───── RAW DATA
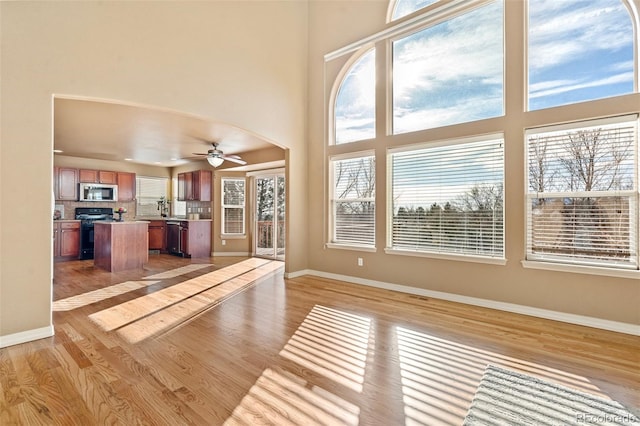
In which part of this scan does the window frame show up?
[384,132,507,265]
[325,150,377,252]
[220,177,247,238]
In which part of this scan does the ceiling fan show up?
[193,142,247,167]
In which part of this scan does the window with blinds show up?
[526,116,639,270]
[331,154,376,247]
[136,176,169,216]
[222,178,245,235]
[387,135,504,259]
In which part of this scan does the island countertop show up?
[93,221,149,272]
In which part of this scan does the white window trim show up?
[325,150,378,248]
[220,177,247,239]
[384,247,507,266]
[524,114,640,272]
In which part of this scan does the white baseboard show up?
[285,269,640,336]
[0,325,54,348]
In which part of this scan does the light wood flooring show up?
[0,255,640,426]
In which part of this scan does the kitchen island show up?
[93,221,149,272]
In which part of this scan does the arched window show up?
[528,0,637,110]
[393,1,504,134]
[334,49,376,144]
[389,0,438,21]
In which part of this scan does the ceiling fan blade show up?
[222,155,247,166]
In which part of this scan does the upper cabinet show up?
[53,167,78,201]
[178,170,212,201]
[79,169,118,185]
[116,172,136,201]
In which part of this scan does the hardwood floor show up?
[0,255,640,426]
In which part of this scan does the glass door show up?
[254,173,285,260]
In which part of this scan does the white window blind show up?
[222,178,245,235]
[527,116,639,269]
[388,135,504,258]
[136,176,168,216]
[331,155,375,247]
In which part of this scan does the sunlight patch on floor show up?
[280,305,373,392]
[89,258,284,343]
[53,281,160,312]
[144,263,214,280]
[117,262,282,343]
[224,368,360,426]
[89,259,269,331]
[395,327,604,425]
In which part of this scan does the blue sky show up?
[529,0,633,110]
[336,0,634,143]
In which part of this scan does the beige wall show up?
[307,1,640,325]
[0,1,307,338]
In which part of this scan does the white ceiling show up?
[54,98,274,167]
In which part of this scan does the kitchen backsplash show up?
[186,201,211,219]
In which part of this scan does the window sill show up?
[384,248,507,266]
[522,260,640,279]
[325,243,376,253]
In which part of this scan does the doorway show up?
[253,171,285,260]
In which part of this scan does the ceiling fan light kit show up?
[193,142,247,167]
[207,157,224,167]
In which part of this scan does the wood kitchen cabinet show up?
[79,169,118,185]
[180,220,211,258]
[117,172,136,201]
[167,220,211,258]
[149,220,167,252]
[53,220,80,261]
[53,167,78,201]
[178,170,212,201]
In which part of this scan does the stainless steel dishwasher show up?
[167,221,183,256]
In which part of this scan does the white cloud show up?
[529,72,633,99]
[529,0,633,70]
[394,3,503,98]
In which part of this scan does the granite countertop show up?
[135,216,212,222]
[93,220,149,225]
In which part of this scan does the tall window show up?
[391,0,438,21]
[331,154,375,247]
[136,176,169,216]
[388,136,504,258]
[527,116,639,269]
[393,1,504,134]
[528,0,634,110]
[222,178,245,235]
[334,49,376,144]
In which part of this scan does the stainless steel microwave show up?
[78,183,118,202]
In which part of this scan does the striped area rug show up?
[464,365,640,426]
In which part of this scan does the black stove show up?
[76,207,113,259]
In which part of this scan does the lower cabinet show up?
[149,220,167,252]
[53,221,80,261]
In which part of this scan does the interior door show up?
[254,173,285,260]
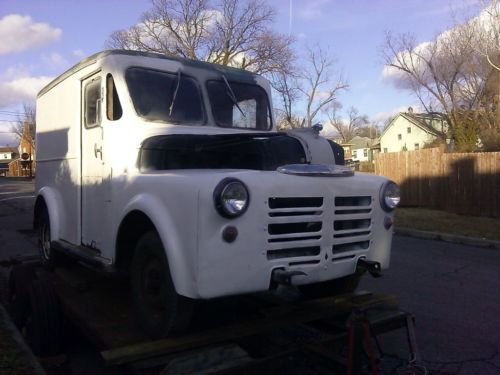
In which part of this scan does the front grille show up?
[267,197,323,266]
[332,196,372,261]
[266,195,373,267]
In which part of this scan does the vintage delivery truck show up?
[34,50,399,337]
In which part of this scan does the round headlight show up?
[380,181,401,212]
[214,178,250,218]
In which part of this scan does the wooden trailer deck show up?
[9,266,416,374]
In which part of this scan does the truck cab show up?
[34,50,399,336]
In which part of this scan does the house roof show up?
[0,146,18,154]
[381,112,448,137]
[349,136,380,150]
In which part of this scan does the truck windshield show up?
[138,133,306,171]
[125,68,204,125]
[207,76,272,130]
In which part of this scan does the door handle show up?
[94,143,102,159]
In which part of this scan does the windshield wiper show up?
[222,74,247,118]
[168,70,181,117]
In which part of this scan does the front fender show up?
[37,186,67,241]
[119,194,198,298]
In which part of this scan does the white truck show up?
[34,50,399,337]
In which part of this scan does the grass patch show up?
[395,208,500,240]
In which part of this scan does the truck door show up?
[81,72,106,249]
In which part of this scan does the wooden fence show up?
[375,148,500,217]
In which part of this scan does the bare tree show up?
[271,46,349,129]
[271,70,302,130]
[107,0,294,74]
[328,105,368,143]
[298,46,349,127]
[11,103,36,149]
[382,18,497,150]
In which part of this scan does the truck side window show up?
[106,74,123,121]
[84,77,101,128]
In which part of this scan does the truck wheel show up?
[299,273,363,299]
[37,208,66,271]
[9,264,36,331]
[131,231,194,338]
[26,280,63,357]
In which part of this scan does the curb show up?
[394,228,500,250]
[3,176,35,181]
[0,303,45,375]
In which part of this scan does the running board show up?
[50,240,116,272]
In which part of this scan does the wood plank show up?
[101,295,396,365]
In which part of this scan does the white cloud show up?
[0,14,62,55]
[381,4,500,89]
[42,52,69,68]
[298,0,330,20]
[71,49,85,57]
[0,76,52,108]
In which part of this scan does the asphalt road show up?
[0,178,500,374]
[0,177,36,260]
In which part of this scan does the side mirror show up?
[312,122,323,134]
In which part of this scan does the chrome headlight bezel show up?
[380,181,401,212]
[214,177,250,219]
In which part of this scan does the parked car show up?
[34,50,399,337]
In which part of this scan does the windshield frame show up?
[123,65,207,126]
[205,75,274,132]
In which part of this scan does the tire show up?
[37,207,69,271]
[131,231,194,338]
[26,280,63,357]
[9,264,36,331]
[299,273,363,299]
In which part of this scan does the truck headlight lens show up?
[214,178,250,218]
[380,181,401,212]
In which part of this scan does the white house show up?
[380,107,448,152]
[346,136,379,162]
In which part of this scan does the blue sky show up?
[0,0,481,145]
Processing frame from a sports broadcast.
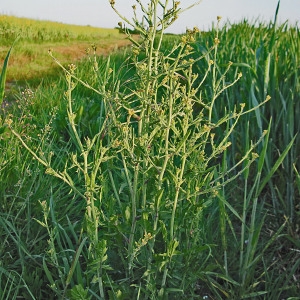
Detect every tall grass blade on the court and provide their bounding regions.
[258,135,296,194]
[0,39,17,106]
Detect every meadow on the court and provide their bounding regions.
[0,0,300,300]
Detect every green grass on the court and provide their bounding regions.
[0,1,300,299]
[0,15,132,84]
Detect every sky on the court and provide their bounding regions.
[0,0,300,33]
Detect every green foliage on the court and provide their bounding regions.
[0,1,300,299]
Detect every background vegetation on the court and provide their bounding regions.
[0,1,300,299]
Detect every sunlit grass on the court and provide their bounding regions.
[0,1,300,300]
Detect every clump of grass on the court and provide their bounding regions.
[0,0,299,299]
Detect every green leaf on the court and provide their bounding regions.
[0,39,17,106]
[258,136,296,195]
[68,284,91,300]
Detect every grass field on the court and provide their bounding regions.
[0,15,129,82]
[0,1,300,300]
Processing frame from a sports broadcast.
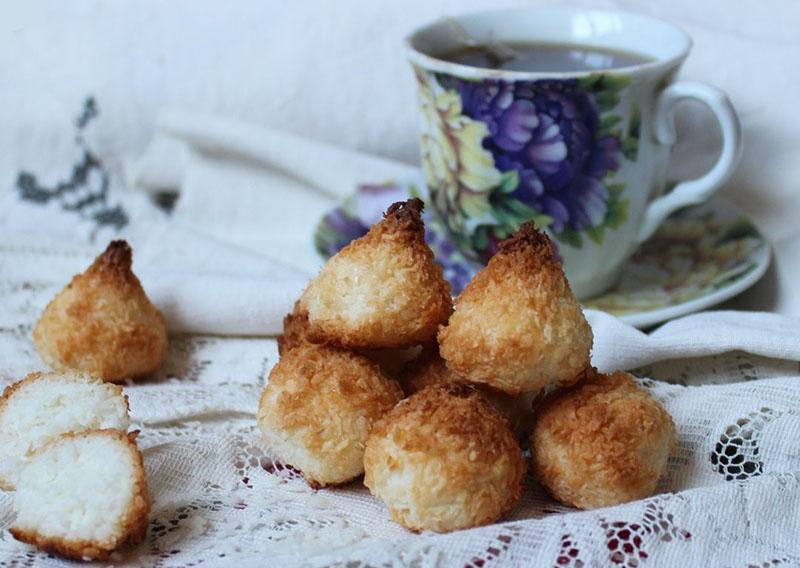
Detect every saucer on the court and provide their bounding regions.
[314,179,770,328]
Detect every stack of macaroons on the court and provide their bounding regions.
[258,199,675,532]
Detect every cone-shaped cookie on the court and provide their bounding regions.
[439,223,592,394]
[33,241,167,382]
[300,199,452,348]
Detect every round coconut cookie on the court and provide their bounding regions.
[258,343,403,487]
[531,371,676,509]
[364,384,525,532]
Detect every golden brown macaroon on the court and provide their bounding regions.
[300,199,452,349]
[439,223,592,394]
[400,343,538,436]
[258,343,403,487]
[33,241,167,382]
[531,371,676,509]
[11,430,150,560]
[364,384,525,532]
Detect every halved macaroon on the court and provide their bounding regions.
[11,430,150,560]
[0,373,129,489]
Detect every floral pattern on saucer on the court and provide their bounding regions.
[314,181,770,327]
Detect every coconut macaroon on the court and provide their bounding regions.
[439,223,592,394]
[364,384,525,532]
[11,430,150,560]
[0,373,129,489]
[531,372,676,509]
[258,343,403,487]
[33,241,167,382]
[400,344,539,436]
[300,199,452,349]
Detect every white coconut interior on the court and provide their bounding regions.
[0,375,129,485]
[14,432,136,543]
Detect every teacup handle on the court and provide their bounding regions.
[636,81,742,244]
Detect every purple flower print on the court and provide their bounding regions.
[440,77,622,233]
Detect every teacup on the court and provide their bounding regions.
[406,8,741,298]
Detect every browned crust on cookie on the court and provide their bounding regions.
[531,369,676,508]
[278,302,310,355]
[383,197,425,233]
[300,199,453,349]
[9,429,150,560]
[33,241,168,382]
[258,342,403,489]
[438,223,592,394]
[364,383,526,532]
[88,241,139,282]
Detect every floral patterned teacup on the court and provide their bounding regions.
[406,8,741,298]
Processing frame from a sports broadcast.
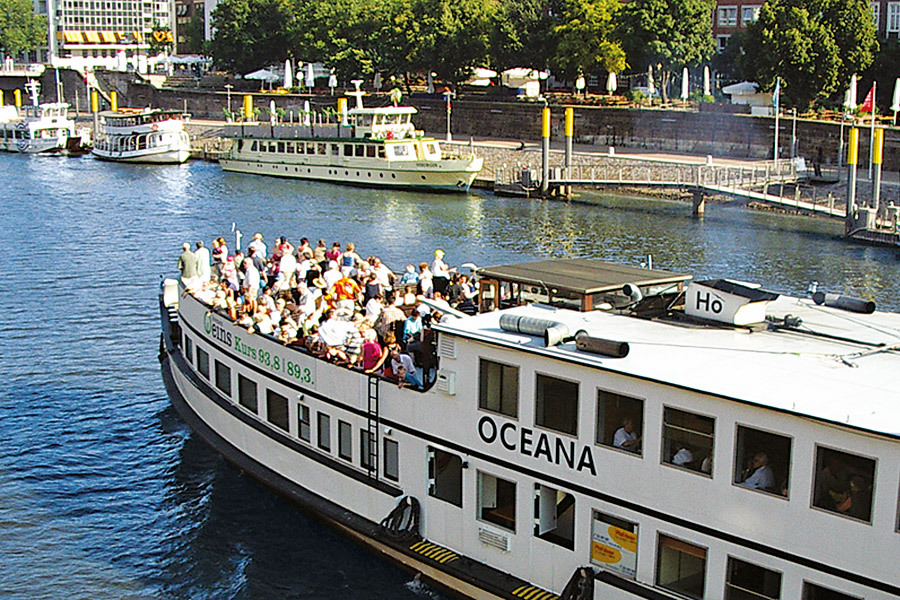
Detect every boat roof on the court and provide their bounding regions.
[435,265,900,437]
[476,258,691,296]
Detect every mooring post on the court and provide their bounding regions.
[691,188,706,219]
[541,106,550,196]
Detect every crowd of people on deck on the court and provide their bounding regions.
[178,233,477,389]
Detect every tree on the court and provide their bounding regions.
[553,0,628,79]
[616,0,716,100]
[741,0,878,109]
[0,0,47,56]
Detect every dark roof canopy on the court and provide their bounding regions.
[477,258,691,295]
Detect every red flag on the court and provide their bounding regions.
[859,85,875,112]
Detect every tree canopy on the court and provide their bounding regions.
[741,0,878,108]
[0,0,47,56]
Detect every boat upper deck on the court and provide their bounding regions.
[435,284,900,437]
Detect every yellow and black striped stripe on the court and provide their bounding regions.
[409,540,459,565]
[513,585,559,600]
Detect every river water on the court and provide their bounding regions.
[0,155,900,599]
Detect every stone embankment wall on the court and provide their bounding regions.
[42,71,900,171]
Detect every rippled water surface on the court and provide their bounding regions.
[0,155,900,599]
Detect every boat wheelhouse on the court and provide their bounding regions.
[92,108,191,164]
[160,255,900,600]
[219,85,483,191]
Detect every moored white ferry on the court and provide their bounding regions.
[219,85,484,192]
[92,108,191,164]
[160,255,900,600]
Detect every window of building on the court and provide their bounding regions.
[266,390,290,431]
[197,346,209,379]
[534,374,578,435]
[216,361,231,396]
[803,581,859,600]
[656,534,706,598]
[384,438,400,481]
[478,358,519,419]
[297,404,310,442]
[718,6,737,27]
[238,373,257,413]
[316,413,331,452]
[534,484,575,550]
[813,447,875,521]
[662,408,715,474]
[338,421,353,460]
[359,429,375,471]
[596,390,644,455]
[885,2,900,34]
[477,471,516,531]
[591,511,638,579]
[725,556,781,600]
[733,425,791,496]
[741,4,762,27]
[428,446,462,507]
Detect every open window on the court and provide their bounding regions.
[478,472,516,531]
[534,484,575,550]
[428,446,463,507]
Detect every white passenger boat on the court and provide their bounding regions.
[160,255,900,600]
[92,108,191,164]
[219,84,484,191]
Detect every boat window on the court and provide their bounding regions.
[802,581,860,600]
[595,390,644,456]
[534,483,575,550]
[297,404,311,442]
[428,446,462,508]
[216,361,231,396]
[384,438,400,481]
[266,390,290,431]
[725,556,781,600]
[656,534,706,598]
[359,429,375,471]
[316,413,331,452]
[238,373,258,414]
[478,358,519,419]
[813,447,875,521]
[534,374,578,435]
[662,408,715,474]
[477,471,516,531]
[338,421,353,460]
[591,511,638,579]
[197,346,209,379]
[732,425,791,496]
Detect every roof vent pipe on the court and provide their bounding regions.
[500,314,569,348]
[575,329,630,358]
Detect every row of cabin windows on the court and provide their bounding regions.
[184,335,400,481]
[478,359,876,522]
[428,447,852,600]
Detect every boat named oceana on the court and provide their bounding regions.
[219,84,483,192]
[160,259,900,600]
[92,108,191,164]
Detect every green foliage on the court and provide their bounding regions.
[0,0,47,56]
[618,0,715,100]
[554,0,628,79]
[740,0,878,109]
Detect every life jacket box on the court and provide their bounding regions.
[684,279,778,325]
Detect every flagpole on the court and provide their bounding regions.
[869,81,878,181]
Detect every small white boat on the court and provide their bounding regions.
[92,108,191,164]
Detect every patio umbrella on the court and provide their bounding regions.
[284,59,294,90]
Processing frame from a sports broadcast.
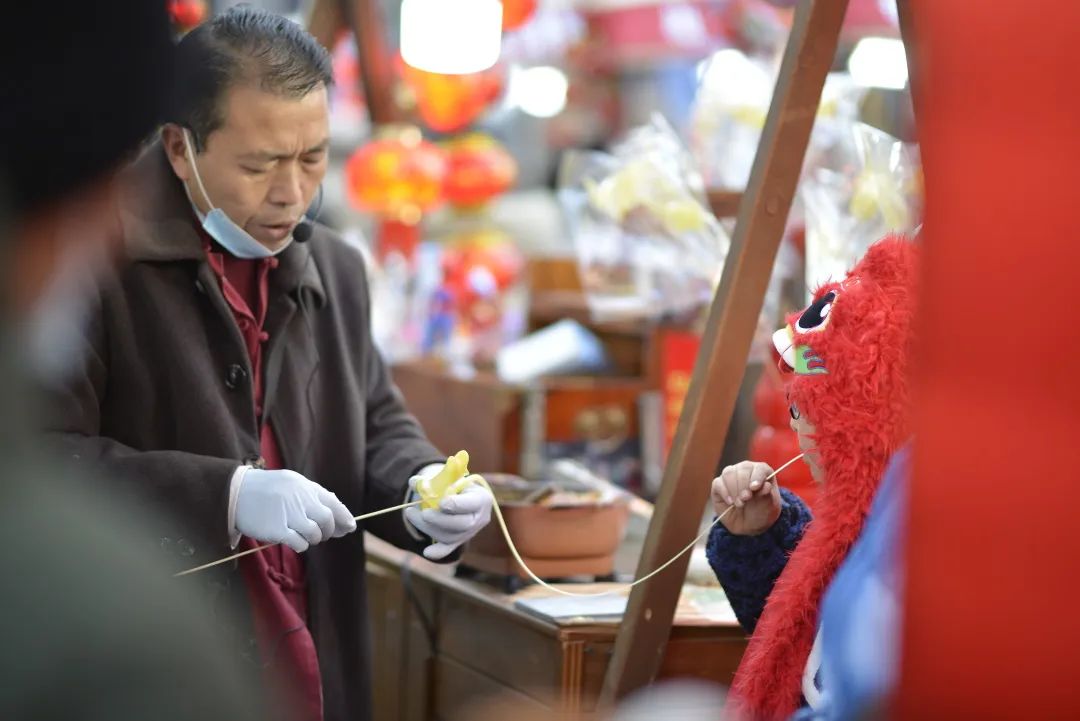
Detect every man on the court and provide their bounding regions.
[44,5,491,721]
[0,0,267,721]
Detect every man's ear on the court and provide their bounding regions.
[161,123,194,182]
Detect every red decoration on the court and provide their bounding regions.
[660,329,701,459]
[446,134,517,206]
[167,0,206,30]
[397,55,504,133]
[502,0,537,32]
[345,127,447,218]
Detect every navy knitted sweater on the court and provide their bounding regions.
[705,488,811,634]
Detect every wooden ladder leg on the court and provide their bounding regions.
[600,0,848,704]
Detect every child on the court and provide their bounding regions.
[707,236,917,721]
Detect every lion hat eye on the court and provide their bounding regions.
[795,290,836,332]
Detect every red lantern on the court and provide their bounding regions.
[502,0,537,32]
[167,0,206,30]
[446,134,517,207]
[345,127,447,216]
[345,127,447,258]
[397,56,503,133]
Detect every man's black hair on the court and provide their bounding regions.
[170,4,332,150]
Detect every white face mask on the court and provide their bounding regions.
[184,127,293,259]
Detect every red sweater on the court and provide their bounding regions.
[206,240,323,721]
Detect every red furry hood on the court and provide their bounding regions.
[732,236,918,721]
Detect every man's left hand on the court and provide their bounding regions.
[405,476,491,561]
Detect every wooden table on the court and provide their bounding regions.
[367,535,745,721]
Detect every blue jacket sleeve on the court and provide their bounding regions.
[705,488,811,634]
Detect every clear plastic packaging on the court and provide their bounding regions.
[800,123,922,287]
[558,115,729,319]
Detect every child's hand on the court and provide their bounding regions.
[713,461,780,535]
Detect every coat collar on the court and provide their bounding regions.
[120,140,326,305]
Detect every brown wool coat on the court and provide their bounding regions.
[42,145,445,721]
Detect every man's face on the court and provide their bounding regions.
[165,85,329,249]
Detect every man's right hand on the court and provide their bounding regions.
[712,461,780,535]
[235,468,356,554]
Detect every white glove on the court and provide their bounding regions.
[234,468,356,554]
[405,468,491,561]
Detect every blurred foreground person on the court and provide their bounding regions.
[0,0,268,721]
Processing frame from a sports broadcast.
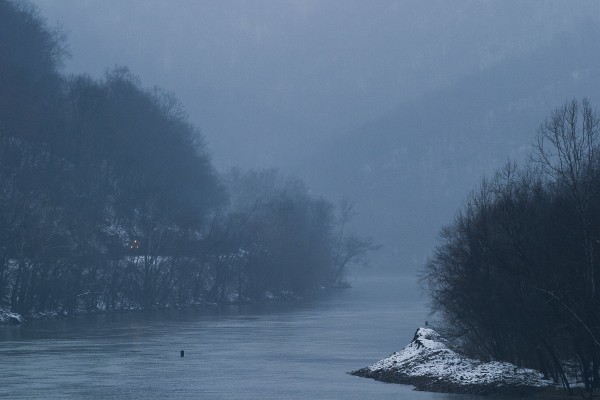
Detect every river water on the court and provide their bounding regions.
[0,271,510,400]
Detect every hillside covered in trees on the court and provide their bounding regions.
[423,99,600,393]
[0,0,374,314]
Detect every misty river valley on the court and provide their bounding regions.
[0,269,536,400]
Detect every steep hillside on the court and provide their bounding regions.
[301,25,600,270]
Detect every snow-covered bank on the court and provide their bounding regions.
[0,309,23,325]
[350,328,553,395]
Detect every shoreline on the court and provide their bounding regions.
[349,328,560,398]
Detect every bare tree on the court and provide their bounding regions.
[531,99,600,298]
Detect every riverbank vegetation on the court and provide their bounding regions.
[0,0,374,314]
[423,99,600,393]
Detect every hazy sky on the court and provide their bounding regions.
[34,0,600,266]
[34,0,598,168]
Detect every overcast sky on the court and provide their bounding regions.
[34,0,598,168]
[34,0,600,266]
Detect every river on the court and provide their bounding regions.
[0,270,520,400]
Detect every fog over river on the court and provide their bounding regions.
[0,270,540,399]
──────────
**WHAT IS ASKED**
Pick out each of the lines above that contains the word "ceiling", and copy those lines in full.

**TASK SOLUTION**
In which part of this scan does the ceiling fan show up?
In which part of this scan does the ceiling fan blade show up?
In which part of this scan does the white ceiling show up?
In which part of this scan does the ceiling fan light kit show up?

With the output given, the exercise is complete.